## REQUIREMENT
Which lines in the material below contain the word "yellow"? Pull out every one of them and copy each line unchanged.
▼
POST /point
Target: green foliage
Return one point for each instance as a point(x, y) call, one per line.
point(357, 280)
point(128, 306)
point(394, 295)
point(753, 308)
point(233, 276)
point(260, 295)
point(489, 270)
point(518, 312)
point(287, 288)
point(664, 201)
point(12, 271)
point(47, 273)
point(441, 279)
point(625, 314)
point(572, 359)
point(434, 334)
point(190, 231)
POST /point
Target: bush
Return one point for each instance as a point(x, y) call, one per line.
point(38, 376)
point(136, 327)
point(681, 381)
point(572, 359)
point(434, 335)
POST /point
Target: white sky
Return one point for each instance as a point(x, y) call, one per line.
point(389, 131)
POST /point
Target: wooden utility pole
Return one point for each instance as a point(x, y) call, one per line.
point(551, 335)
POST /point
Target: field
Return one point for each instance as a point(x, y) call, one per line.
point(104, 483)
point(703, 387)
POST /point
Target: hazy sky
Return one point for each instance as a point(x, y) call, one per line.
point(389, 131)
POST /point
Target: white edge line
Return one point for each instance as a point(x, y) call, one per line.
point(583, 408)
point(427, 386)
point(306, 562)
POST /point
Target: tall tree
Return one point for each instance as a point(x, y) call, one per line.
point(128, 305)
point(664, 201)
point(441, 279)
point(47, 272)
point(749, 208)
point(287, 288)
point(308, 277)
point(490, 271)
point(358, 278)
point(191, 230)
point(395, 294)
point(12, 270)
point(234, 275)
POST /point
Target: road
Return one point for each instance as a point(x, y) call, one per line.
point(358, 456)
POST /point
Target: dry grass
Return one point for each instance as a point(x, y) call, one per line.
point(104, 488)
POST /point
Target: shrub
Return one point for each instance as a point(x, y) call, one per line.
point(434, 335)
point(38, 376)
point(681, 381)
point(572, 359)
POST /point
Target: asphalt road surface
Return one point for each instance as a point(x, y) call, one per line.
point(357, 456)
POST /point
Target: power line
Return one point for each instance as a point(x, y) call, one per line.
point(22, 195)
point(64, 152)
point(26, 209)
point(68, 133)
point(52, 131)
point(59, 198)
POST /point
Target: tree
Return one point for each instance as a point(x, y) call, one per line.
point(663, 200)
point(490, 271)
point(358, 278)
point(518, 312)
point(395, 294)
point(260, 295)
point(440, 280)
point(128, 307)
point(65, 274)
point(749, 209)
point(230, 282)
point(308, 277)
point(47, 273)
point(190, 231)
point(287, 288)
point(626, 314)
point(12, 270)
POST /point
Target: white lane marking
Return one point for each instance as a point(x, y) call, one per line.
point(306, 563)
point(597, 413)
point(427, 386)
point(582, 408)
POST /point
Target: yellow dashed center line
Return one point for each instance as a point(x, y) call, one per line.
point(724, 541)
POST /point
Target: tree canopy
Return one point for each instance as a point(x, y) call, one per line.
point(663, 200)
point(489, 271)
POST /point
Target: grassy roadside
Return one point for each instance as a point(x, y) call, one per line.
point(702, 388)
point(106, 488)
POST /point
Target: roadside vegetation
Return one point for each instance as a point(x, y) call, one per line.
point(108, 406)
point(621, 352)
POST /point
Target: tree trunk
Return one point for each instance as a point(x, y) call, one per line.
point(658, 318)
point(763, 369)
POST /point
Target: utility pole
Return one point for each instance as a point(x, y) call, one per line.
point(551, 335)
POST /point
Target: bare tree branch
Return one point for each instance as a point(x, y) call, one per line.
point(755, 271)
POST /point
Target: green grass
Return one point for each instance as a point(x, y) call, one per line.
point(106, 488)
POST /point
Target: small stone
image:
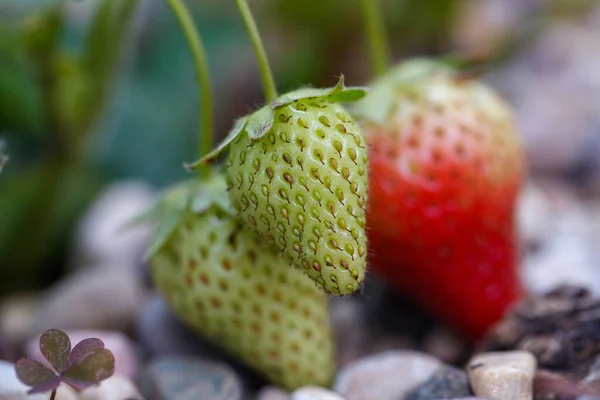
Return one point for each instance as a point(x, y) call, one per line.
point(349, 328)
point(446, 346)
point(103, 237)
point(119, 344)
point(161, 333)
point(178, 378)
point(534, 215)
point(315, 393)
point(91, 298)
point(113, 388)
point(272, 393)
point(503, 375)
point(448, 382)
point(376, 376)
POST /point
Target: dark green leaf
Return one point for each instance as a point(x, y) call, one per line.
point(95, 366)
point(240, 124)
point(55, 346)
point(33, 373)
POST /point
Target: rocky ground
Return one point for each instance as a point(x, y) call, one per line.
point(387, 348)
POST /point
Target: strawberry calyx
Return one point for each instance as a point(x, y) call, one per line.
point(180, 201)
point(259, 123)
point(403, 78)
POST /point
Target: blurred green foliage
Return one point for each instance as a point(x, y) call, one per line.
point(92, 91)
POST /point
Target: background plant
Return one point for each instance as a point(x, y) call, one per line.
point(85, 365)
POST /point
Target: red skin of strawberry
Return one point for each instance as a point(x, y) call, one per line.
point(441, 215)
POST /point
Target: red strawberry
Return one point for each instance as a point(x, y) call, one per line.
point(445, 169)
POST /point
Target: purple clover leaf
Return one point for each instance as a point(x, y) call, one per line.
point(87, 364)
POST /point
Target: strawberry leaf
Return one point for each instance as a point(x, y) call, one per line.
point(92, 367)
point(401, 79)
point(212, 156)
point(34, 373)
point(339, 93)
point(55, 346)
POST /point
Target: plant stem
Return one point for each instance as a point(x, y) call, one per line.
point(192, 36)
point(261, 55)
point(378, 45)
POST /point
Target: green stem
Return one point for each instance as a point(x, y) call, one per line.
point(192, 36)
point(259, 50)
point(378, 45)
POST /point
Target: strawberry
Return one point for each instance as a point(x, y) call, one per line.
point(297, 176)
point(446, 166)
point(222, 282)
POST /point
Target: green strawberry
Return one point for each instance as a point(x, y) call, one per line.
point(297, 175)
point(219, 279)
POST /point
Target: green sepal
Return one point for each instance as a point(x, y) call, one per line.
point(181, 201)
point(337, 94)
point(257, 124)
point(403, 79)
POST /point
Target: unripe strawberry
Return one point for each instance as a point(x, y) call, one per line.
point(222, 282)
point(297, 175)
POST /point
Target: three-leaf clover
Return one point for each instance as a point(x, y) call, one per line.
point(87, 364)
point(3, 157)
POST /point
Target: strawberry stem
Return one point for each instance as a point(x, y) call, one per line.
point(375, 31)
point(193, 38)
point(263, 62)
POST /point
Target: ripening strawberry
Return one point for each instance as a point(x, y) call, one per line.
point(222, 282)
point(446, 166)
point(297, 176)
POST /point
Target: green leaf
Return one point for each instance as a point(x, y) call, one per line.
point(168, 221)
point(339, 93)
point(240, 124)
point(33, 373)
point(95, 366)
point(260, 122)
point(402, 79)
point(98, 62)
point(55, 346)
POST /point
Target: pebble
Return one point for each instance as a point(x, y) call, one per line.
point(534, 215)
point(349, 327)
point(101, 237)
point(117, 387)
point(502, 375)
point(272, 393)
point(179, 378)
point(377, 376)
point(448, 382)
point(120, 345)
point(162, 334)
point(446, 346)
point(315, 393)
point(91, 298)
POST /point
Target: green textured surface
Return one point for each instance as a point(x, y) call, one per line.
point(303, 187)
point(221, 281)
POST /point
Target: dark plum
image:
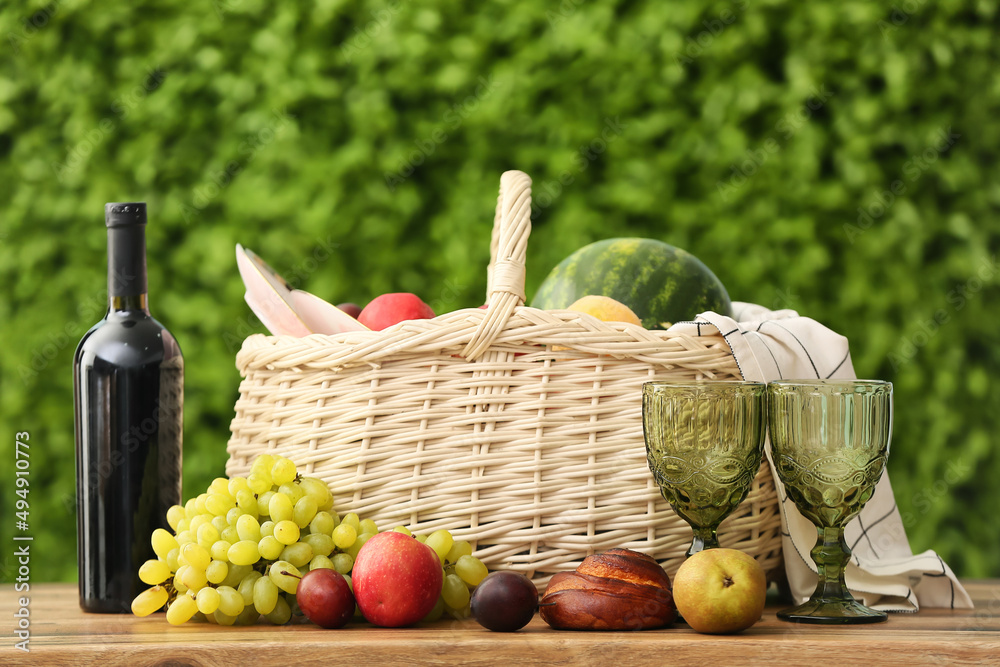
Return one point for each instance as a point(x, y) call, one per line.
point(504, 601)
point(325, 598)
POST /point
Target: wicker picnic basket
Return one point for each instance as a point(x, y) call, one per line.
point(515, 428)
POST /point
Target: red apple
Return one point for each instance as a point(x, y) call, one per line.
point(351, 309)
point(388, 309)
point(397, 580)
point(325, 598)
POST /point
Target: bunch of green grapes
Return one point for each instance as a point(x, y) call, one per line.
point(238, 550)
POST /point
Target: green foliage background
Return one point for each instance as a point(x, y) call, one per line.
point(358, 147)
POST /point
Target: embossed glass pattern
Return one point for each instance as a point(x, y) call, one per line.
point(704, 443)
point(830, 441)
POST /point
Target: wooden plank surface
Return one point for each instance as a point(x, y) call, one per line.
point(61, 634)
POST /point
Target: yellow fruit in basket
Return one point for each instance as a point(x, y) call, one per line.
point(605, 309)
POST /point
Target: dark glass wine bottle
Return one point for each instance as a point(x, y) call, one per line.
point(128, 382)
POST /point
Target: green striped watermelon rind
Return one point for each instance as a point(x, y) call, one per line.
point(660, 283)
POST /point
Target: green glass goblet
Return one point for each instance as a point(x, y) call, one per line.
point(704, 443)
point(830, 441)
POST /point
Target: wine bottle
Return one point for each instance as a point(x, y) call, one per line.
point(128, 385)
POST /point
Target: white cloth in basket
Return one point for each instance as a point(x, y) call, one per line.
point(884, 572)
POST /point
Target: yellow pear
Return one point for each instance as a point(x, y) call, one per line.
point(605, 309)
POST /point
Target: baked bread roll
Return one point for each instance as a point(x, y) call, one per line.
point(619, 589)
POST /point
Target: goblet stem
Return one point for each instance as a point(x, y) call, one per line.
point(704, 538)
point(831, 555)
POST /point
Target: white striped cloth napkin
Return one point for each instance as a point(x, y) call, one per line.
point(884, 572)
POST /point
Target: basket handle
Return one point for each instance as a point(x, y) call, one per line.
point(508, 249)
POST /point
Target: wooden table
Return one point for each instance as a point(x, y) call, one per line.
point(63, 635)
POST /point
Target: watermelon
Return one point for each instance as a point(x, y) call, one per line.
point(661, 283)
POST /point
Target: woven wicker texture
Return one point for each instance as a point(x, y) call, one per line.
point(517, 429)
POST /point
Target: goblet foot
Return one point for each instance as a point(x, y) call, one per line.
point(832, 612)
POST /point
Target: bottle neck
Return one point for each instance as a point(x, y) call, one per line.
point(127, 288)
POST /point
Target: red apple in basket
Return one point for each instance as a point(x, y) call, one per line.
point(388, 309)
point(351, 309)
point(720, 591)
point(397, 580)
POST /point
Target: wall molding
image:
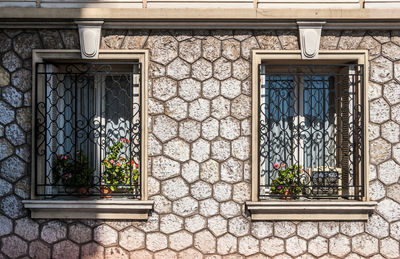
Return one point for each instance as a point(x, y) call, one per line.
point(193, 24)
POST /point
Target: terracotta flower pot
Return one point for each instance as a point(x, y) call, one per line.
point(105, 192)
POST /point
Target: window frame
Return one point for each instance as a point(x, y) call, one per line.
point(96, 209)
point(316, 209)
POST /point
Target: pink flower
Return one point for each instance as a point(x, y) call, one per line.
point(67, 176)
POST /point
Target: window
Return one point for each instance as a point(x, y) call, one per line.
point(88, 129)
point(89, 137)
point(310, 130)
point(308, 137)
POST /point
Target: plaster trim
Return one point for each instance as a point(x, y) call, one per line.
point(310, 210)
point(89, 209)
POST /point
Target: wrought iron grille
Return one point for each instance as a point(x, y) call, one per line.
point(310, 128)
point(88, 129)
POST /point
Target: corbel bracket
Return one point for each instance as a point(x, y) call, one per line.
point(310, 35)
point(89, 38)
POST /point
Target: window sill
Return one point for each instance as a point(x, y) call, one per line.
point(310, 210)
point(89, 209)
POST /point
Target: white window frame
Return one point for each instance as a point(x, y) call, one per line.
point(296, 209)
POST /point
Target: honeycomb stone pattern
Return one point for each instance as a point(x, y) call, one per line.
point(199, 151)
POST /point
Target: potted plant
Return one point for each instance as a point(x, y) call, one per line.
point(73, 172)
point(288, 184)
point(119, 172)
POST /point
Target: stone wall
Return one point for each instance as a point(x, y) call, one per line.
point(199, 147)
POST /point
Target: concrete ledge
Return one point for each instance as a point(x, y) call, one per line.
point(89, 209)
point(310, 210)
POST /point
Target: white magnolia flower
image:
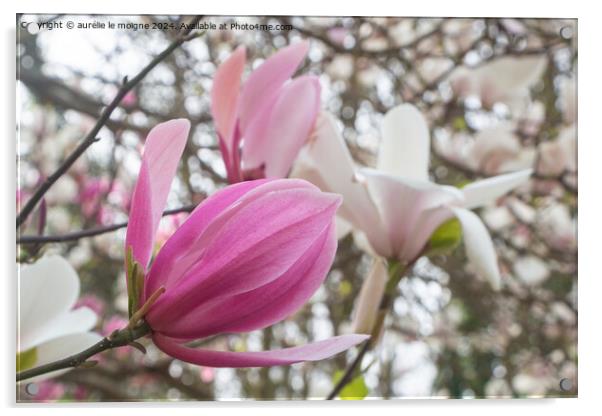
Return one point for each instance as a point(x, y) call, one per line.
point(49, 328)
point(396, 208)
point(560, 155)
point(365, 312)
point(531, 270)
point(492, 150)
point(505, 80)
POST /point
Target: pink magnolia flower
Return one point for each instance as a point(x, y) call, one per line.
point(246, 258)
point(49, 391)
point(270, 115)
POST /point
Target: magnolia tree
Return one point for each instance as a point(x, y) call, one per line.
point(338, 208)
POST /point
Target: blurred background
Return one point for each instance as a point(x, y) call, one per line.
point(499, 95)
▲
## WRITTEN RESPONSE
Target: yellow dashed center line
Target: yellow fruit in basket
Target: yellow pear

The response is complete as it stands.